# WHAT YOU WILL DO
**a.** Echo the portion of the national security commentary that opens with the words containing "Are we getting" and closes with "that were true!".
**b.** Answer these questions using the national security commentary:
(i) Who are the authors named in its byline?
(ii) What portion of the country's discretionary budget does it say goes to the military?
(iii) Which ocean-related national security threat appears in its numbered list?

# SOURCE EXTRACT
Are we getting the national security we are paying for?
by Michael Carrigan and Peter Bergel
Dates: May 15,16,17,18,20,30,2021
At this time of year, when we send our hard-earned dollars to pay for the programs we value, it is worth examining our priorities.
Our country continues to expend nearly half its discretionary budget on its military might. That leaves only half for everything else. The perennial explanation given to defend this lop-sided priority is that the military guards our national security.
If only that were true!
Let’s consider some major national security threats we currently face:
1. Climate change and the disasters it brings, e.g., fires, floods, dangerous storms
3. Racism and race-based conflict
4. Acidification of our oceans
5. Erosion of our infrastructure
6. Nuclear weaponry leading to a nuclear weapons exchange
7. Millions of guns in the hands of those who misuse them
Not only is our military powerless to protect us from these national security threats, but in many cases it makes the threats more severe.

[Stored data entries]

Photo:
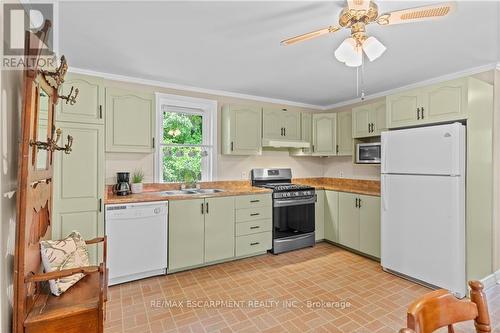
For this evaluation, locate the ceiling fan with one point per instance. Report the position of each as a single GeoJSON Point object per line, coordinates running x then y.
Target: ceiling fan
{"type": "Point", "coordinates": [359, 13]}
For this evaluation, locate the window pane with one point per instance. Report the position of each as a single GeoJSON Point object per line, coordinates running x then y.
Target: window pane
{"type": "Point", "coordinates": [183, 164]}
{"type": "Point", "coordinates": [182, 128]}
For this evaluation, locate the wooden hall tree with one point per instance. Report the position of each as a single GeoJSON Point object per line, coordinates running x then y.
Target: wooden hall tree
{"type": "Point", "coordinates": [80, 308]}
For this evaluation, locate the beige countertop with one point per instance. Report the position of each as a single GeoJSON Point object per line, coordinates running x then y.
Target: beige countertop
{"type": "Point", "coordinates": [243, 187]}
{"type": "Point", "coordinates": [151, 192]}
{"type": "Point", "coordinates": [359, 186]}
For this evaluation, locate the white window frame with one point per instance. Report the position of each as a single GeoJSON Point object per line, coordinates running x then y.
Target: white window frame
{"type": "Point", "coordinates": [206, 107]}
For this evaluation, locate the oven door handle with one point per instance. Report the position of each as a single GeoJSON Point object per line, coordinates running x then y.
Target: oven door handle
{"type": "Point", "coordinates": [286, 203]}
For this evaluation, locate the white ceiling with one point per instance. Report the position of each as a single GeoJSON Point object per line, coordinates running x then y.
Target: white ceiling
{"type": "Point", "coordinates": [234, 46]}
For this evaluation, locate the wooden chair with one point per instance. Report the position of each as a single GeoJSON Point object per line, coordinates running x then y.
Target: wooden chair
{"type": "Point", "coordinates": [81, 307]}
{"type": "Point", "coordinates": [440, 308]}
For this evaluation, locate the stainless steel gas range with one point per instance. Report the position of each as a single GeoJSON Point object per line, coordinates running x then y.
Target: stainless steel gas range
{"type": "Point", "coordinates": [293, 209]}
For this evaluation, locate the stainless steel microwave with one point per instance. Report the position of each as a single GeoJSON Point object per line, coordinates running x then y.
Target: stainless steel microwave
{"type": "Point", "coordinates": [368, 153]}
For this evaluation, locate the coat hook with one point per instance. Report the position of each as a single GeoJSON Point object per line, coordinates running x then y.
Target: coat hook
{"type": "Point", "coordinates": [70, 98]}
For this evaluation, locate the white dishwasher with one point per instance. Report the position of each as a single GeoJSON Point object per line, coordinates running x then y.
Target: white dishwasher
{"type": "Point", "coordinates": [137, 240]}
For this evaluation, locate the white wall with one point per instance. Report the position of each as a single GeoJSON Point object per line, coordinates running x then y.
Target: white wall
{"type": "Point", "coordinates": [342, 167]}
{"type": "Point", "coordinates": [11, 105]}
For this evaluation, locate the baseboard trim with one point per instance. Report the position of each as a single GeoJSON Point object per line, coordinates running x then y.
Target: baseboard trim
{"type": "Point", "coordinates": [491, 280]}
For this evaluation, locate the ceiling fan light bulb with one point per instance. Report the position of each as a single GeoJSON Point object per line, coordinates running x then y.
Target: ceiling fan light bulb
{"type": "Point", "coordinates": [373, 48]}
{"type": "Point", "coordinates": [356, 58]}
{"type": "Point", "coordinates": [346, 50]}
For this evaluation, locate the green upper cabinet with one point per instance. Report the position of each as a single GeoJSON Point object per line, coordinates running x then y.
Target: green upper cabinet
{"type": "Point", "coordinates": [79, 184]}
{"type": "Point", "coordinates": [280, 124]}
{"type": "Point", "coordinates": [368, 120]}
{"type": "Point", "coordinates": [90, 100]}
{"type": "Point", "coordinates": [306, 135]}
{"type": "Point", "coordinates": [130, 119]}
{"type": "Point", "coordinates": [402, 108]}
{"type": "Point", "coordinates": [442, 102]}
{"type": "Point", "coordinates": [344, 133]}
{"type": "Point", "coordinates": [445, 101]}
{"type": "Point", "coordinates": [241, 130]}
{"type": "Point", "coordinates": [324, 134]}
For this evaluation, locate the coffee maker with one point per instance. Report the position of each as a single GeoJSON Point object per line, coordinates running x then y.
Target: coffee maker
{"type": "Point", "coordinates": [122, 186]}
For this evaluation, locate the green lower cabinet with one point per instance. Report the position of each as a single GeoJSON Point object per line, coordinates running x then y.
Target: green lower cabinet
{"type": "Point", "coordinates": [331, 216]}
{"type": "Point", "coordinates": [219, 228]}
{"type": "Point", "coordinates": [348, 220]}
{"type": "Point", "coordinates": [359, 223]}
{"type": "Point", "coordinates": [319, 217]}
{"type": "Point", "coordinates": [200, 231]}
{"type": "Point", "coordinates": [369, 225]}
{"type": "Point", "coordinates": [186, 233]}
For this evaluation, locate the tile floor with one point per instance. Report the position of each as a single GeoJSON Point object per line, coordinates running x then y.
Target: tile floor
{"type": "Point", "coordinates": [320, 289]}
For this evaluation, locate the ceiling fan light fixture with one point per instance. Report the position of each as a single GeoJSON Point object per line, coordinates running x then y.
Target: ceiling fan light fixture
{"type": "Point", "coordinates": [373, 48]}
{"type": "Point", "coordinates": [349, 53]}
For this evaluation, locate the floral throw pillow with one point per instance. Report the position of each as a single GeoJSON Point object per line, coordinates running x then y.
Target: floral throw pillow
{"type": "Point", "coordinates": [57, 255]}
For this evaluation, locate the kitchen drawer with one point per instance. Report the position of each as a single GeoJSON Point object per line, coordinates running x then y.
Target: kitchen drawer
{"type": "Point", "coordinates": [249, 244]}
{"type": "Point", "coordinates": [252, 214]}
{"type": "Point", "coordinates": [247, 228]}
{"type": "Point", "coordinates": [255, 200]}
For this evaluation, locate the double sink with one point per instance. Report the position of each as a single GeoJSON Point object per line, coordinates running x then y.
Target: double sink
{"type": "Point", "coordinates": [191, 191]}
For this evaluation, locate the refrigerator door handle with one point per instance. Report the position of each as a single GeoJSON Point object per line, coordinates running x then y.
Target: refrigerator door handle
{"type": "Point", "coordinates": [385, 197]}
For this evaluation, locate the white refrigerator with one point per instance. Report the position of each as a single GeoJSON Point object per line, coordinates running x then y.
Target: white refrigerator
{"type": "Point", "coordinates": [423, 205]}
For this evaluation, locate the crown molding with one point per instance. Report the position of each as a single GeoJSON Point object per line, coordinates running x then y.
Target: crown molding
{"type": "Point", "coordinates": [438, 79]}
{"type": "Point", "coordinates": [223, 93]}
{"type": "Point", "coordinates": [175, 86]}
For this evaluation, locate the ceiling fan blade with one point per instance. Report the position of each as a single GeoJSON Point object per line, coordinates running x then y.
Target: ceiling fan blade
{"type": "Point", "coordinates": [310, 35]}
{"type": "Point", "coordinates": [358, 4]}
{"type": "Point", "coordinates": [417, 14]}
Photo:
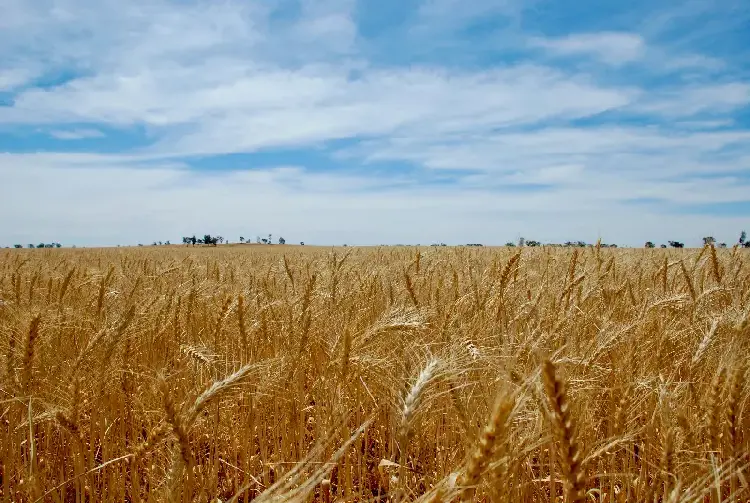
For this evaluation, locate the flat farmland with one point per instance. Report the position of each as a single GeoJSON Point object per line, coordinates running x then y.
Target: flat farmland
{"type": "Point", "coordinates": [289, 373]}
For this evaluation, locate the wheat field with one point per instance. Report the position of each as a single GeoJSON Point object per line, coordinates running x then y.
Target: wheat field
{"type": "Point", "coordinates": [374, 374]}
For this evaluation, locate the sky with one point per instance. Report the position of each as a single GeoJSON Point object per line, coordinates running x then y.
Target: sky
{"type": "Point", "coordinates": [374, 122]}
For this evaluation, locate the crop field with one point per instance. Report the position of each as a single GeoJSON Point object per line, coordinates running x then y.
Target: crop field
{"type": "Point", "coordinates": [286, 373]}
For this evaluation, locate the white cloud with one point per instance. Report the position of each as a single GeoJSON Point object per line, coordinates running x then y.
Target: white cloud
{"type": "Point", "coordinates": [10, 79]}
{"type": "Point", "coordinates": [76, 134]}
{"type": "Point", "coordinates": [126, 205]}
{"type": "Point", "coordinates": [206, 78]}
{"type": "Point", "coordinates": [686, 102]}
{"type": "Point", "coordinates": [610, 47]}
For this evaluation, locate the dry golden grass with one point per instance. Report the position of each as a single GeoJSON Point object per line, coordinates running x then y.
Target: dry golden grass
{"type": "Point", "coordinates": [391, 374]}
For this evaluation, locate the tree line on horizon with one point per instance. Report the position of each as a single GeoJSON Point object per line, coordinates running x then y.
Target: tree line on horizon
{"type": "Point", "coordinates": [211, 240]}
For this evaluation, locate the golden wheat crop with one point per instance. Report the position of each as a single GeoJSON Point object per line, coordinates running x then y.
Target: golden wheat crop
{"type": "Point", "coordinates": [364, 374]}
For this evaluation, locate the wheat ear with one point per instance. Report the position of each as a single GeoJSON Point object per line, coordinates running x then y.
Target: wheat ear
{"type": "Point", "coordinates": [485, 445]}
{"type": "Point", "coordinates": [563, 427]}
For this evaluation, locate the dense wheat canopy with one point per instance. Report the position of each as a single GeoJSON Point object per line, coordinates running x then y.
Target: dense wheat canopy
{"type": "Point", "coordinates": [401, 374]}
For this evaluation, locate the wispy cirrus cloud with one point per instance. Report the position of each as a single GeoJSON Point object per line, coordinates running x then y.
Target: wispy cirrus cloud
{"type": "Point", "coordinates": [610, 47]}
{"type": "Point", "coordinates": [76, 134]}
{"type": "Point", "coordinates": [334, 113]}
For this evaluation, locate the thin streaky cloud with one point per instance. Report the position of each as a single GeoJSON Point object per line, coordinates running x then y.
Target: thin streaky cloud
{"type": "Point", "coordinates": [329, 122]}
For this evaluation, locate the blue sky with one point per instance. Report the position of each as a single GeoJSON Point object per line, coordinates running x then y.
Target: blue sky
{"type": "Point", "coordinates": [363, 122]}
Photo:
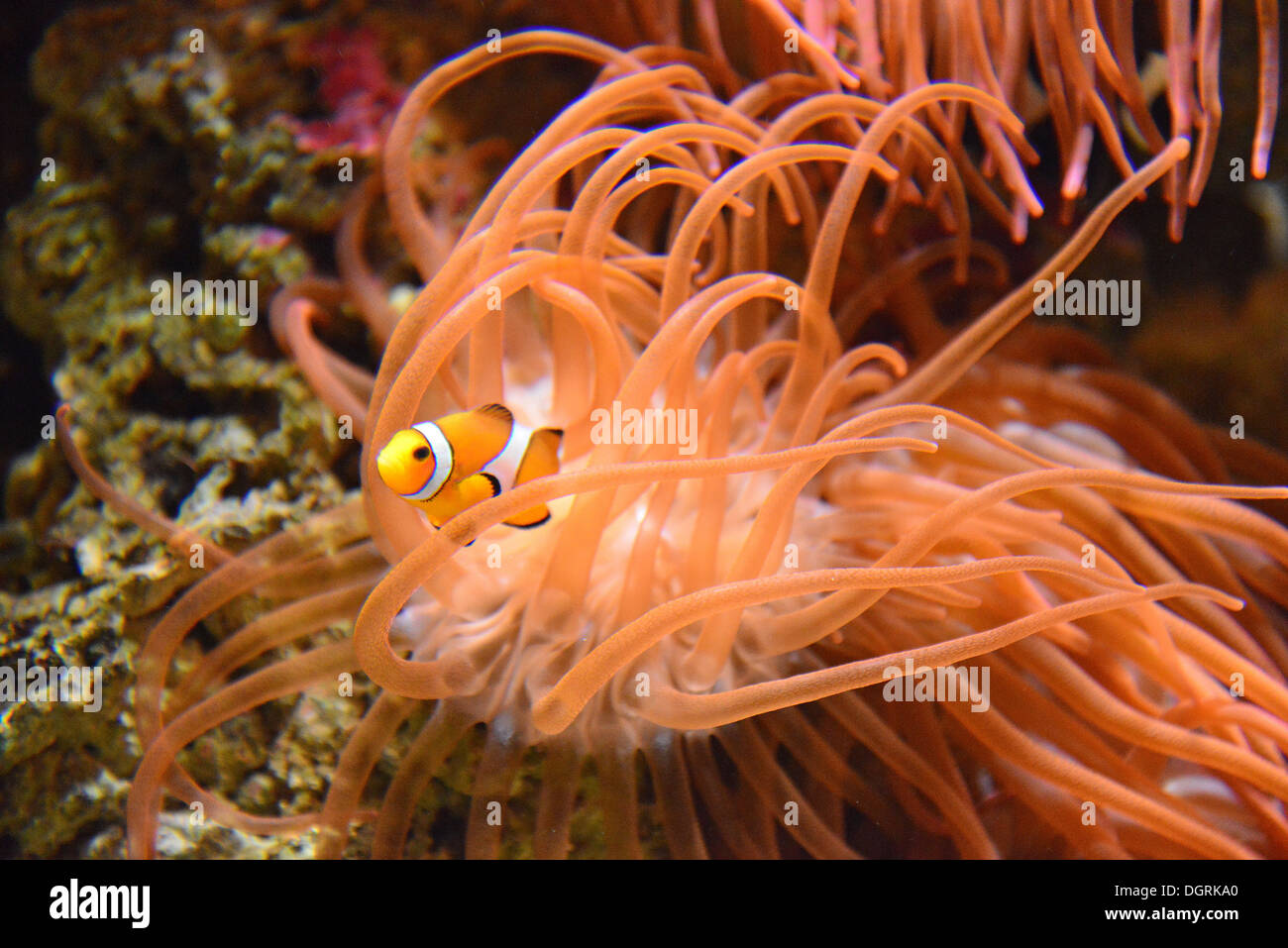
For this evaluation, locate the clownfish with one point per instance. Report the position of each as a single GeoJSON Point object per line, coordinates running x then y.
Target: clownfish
{"type": "Point", "coordinates": [447, 466]}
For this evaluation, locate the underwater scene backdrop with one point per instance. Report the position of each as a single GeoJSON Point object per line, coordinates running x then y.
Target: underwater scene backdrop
{"type": "Point", "coordinates": [697, 428]}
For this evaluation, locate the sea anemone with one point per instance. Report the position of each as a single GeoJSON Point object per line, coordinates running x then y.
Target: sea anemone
{"type": "Point", "coordinates": [708, 626]}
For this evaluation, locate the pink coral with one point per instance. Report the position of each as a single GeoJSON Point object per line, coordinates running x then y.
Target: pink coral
{"type": "Point", "coordinates": [356, 89]}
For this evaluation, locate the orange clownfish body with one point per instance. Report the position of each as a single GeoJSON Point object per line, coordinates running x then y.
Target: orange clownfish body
{"type": "Point", "coordinates": [447, 466]}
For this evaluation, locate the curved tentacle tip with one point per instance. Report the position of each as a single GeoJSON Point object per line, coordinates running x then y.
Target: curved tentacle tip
{"type": "Point", "coordinates": [552, 715]}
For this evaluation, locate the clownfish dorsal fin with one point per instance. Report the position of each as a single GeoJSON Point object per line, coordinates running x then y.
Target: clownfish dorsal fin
{"type": "Point", "coordinates": [497, 411]}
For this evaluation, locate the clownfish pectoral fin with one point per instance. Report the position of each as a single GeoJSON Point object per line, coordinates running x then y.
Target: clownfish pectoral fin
{"type": "Point", "coordinates": [460, 494]}
{"type": "Point", "coordinates": [477, 487]}
{"type": "Point", "coordinates": [541, 458]}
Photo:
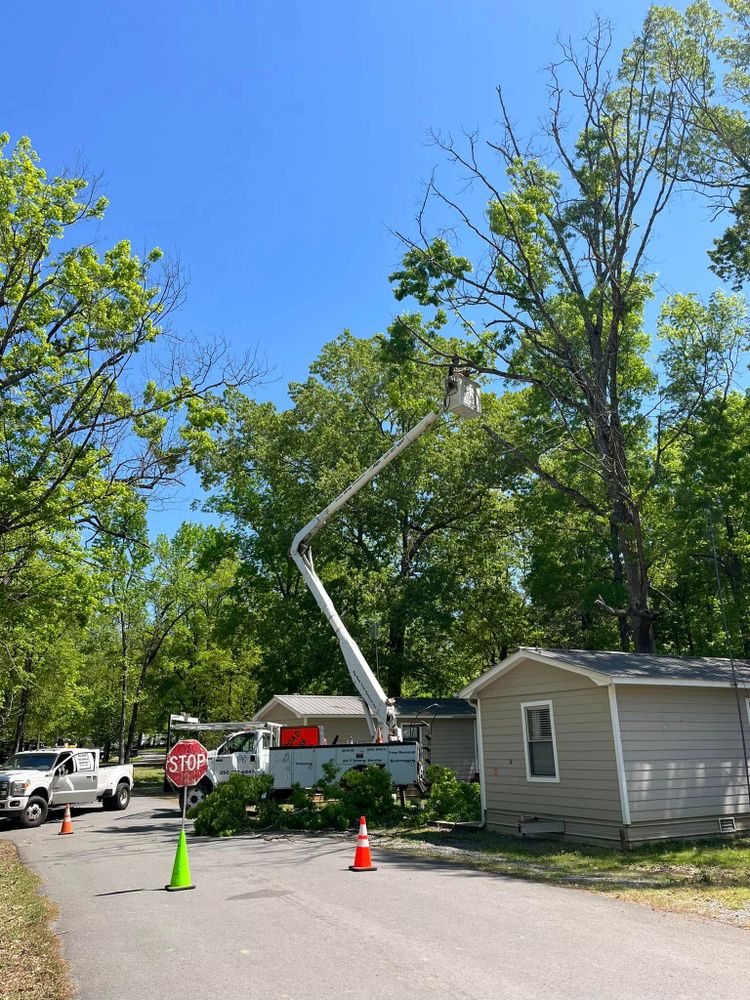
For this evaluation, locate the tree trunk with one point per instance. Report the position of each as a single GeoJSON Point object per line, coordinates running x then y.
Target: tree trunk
{"type": "Point", "coordinates": [21, 720]}
{"type": "Point", "coordinates": [396, 647]}
{"type": "Point", "coordinates": [734, 570]}
{"type": "Point", "coordinates": [630, 533]}
{"type": "Point", "coordinates": [618, 579]}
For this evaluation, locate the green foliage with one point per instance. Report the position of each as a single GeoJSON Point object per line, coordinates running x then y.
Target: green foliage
{"type": "Point", "coordinates": [223, 813]}
{"type": "Point", "coordinates": [369, 793]}
{"type": "Point", "coordinates": [451, 799]}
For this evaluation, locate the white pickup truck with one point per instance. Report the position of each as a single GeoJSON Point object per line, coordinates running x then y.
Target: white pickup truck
{"type": "Point", "coordinates": [34, 781]}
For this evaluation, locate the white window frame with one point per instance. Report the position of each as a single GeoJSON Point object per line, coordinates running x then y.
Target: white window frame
{"type": "Point", "coordinates": [529, 775]}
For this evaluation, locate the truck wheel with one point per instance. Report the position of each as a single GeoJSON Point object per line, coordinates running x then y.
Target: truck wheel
{"type": "Point", "coordinates": [121, 798]}
{"type": "Point", "coordinates": [195, 794]}
{"type": "Point", "coordinates": [35, 812]}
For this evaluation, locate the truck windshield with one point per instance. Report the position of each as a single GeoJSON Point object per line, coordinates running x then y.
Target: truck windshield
{"type": "Point", "coordinates": [30, 762]}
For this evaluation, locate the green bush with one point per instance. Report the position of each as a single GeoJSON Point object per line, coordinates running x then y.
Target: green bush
{"type": "Point", "coordinates": [223, 813]}
{"type": "Point", "coordinates": [358, 793]}
{"type": "Point", "coordinates": [369, 793]}
{"type": "Point", "coordinates": [451, 799]}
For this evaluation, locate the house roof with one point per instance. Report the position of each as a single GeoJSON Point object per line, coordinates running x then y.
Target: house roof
{"type": "Point", "coordinates": [329, 706]}
{"type": "Point", "coordinates": [609, 667]}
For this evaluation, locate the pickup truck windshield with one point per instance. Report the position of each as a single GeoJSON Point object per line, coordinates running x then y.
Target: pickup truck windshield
{"type": "Point", "coordinates": [30, 762]}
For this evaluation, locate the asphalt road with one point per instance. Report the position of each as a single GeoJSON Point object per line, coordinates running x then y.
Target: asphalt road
{"type": "Point", "coordinates": [283, 919]}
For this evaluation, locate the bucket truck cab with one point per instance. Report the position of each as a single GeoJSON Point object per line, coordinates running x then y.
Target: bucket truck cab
{"type": "Point", "coordinates": [261, 750]}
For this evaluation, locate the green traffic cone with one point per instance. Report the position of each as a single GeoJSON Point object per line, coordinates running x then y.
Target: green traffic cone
{"type": "Point", "coordinates": [181, 869]}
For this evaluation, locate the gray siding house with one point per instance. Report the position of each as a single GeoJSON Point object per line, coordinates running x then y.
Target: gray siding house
{"type": "Point", "coordinates": [451, 722]}
{"type": "Point", "coordinates": [612, 748]}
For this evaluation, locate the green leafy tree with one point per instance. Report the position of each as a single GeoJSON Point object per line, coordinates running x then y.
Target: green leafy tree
{"type": "Point", "coordinates": [399, 555]}
{"type": "Point", "coordinates": [553, 301]}
{"type": "Point", "coordinates": [82, 423]}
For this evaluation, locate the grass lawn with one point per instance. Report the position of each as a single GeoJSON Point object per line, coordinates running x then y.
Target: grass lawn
{"type": "Point", "coordinates": [30, 951]}
{"type": "Point", "coordinates": [710, 878]}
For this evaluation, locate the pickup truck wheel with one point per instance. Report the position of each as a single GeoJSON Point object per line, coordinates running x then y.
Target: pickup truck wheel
{"type": "Point", "coordinates": [121, 798]}
{"type": "Point", "coordinates": [35, 812]}
{"type": "Point", "coordinates": [195, 794]}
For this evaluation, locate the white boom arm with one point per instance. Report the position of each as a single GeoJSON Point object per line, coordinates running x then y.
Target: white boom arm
{"type": "Point", "coordinates": [462, 398]}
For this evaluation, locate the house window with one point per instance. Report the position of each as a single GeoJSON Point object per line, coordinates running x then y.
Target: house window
{"type": "Point", "coordinates": [539, 741]}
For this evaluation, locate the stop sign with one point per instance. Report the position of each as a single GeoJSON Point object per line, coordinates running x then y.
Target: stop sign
{"type": "Point", "coordinates": [186, 763]}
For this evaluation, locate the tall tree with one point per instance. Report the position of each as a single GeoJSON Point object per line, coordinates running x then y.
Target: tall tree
{"type": "Point", "coordinates": [394, 556]}
{"type": "Point", "coordinates": [554, 299]}
{"type": "Point", "coordinates": [97, 397]}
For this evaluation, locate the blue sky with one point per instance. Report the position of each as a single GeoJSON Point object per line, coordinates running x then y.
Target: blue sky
{"type": "Point", "coordinates": [273, 145]}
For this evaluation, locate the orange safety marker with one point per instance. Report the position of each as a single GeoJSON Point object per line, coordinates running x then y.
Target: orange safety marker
{"type": "Point", "coordinates": [67, 826]}
{"type": "Point", "coordinates": [362, 859]}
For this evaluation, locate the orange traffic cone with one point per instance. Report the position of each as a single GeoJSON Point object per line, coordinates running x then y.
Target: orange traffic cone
{"type": "Point", "coordinates": [67, 826]}
{"type": "Point", "coordinates": [362, 859]}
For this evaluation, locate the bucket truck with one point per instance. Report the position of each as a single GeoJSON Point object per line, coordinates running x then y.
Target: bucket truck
{"type": "Point", "coordinates": [461, 398]}
{"type": "Point", "coordinates": [260, 749]}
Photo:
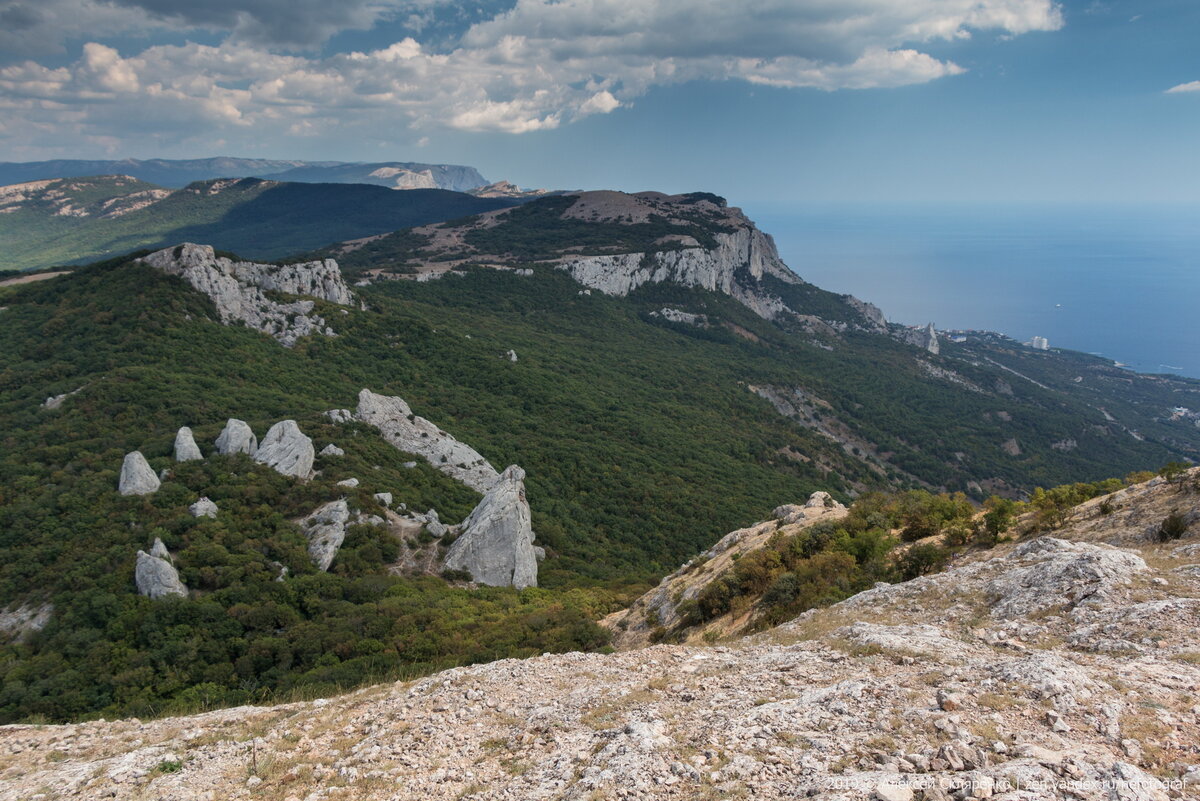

# SOLUTION SET
**a.**
Are we getting the national security we are paying for?
by Michael Carrigan and Peter Bergel
Dates: May 15,16,17,18,20,30,2021
At this time of year, when we send our hard-earned dollars to pay for the programs we value, it is worth examining our priorities.
Our country continues to expend nearly half its discretionary budget on its military might. That leaves only half for everything else. The perennial explanation given to defend this lop-sided priority is that the military guards our national security.
If only that were true!

**b.**
(i) Michael Carrigan and Peter Bergel
(ii) Nearly half
(iii) Acidification of our oceans